> [PROBLEM TO WORK ON]
Reproduce the records below word for word, line by line, with no changes.

++++++++++++++++++++

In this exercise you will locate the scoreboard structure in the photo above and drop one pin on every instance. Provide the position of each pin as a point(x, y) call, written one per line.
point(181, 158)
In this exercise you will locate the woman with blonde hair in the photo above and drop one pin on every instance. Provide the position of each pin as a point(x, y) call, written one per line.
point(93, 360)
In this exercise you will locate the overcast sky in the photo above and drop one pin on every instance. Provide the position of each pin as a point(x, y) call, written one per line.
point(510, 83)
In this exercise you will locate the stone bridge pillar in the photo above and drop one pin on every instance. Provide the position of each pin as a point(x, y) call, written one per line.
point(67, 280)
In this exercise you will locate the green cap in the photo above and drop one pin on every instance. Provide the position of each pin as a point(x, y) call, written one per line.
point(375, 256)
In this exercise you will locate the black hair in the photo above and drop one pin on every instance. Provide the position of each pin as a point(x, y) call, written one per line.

++++++++++++++++++++

> [SOLUTION FOR THIS PROBLEM]
In this exercise you will locate the scoreboard structure in the photo above and drop one pin on every instance. Provide the position of each pin as a point(x, y) call, written one per line.
point(181, 158)
In this exercise you will locate the woman with blonde hair in the photo above and drop one pin on every instance. Provide the position of each pin as a point(x, y) call, written one per line.
point(93, 360)
In this exercise you will locate the overcast sky in the photo above and drop one pin on every instance. Provide the position of each pin as a point(x, y) call, written one per line.
point(510, 83)
In this exercise you will locate the stone bridge pillar in the photo above and drop one pin on every instance. Provide the position of each pin as a point(x, y) call, written one per line.
point(67, 280)
In this exercise you will locate the green cap in the photo above and drop one pin on every instance. Provide the position of each pin as a point(x, y) call, written one per line.
point(375, 256)
In this exercise you will locate the black hair in the photo above and drop one pin on every instance. Provide the position of each pin as a point(x, y) call, written one per line.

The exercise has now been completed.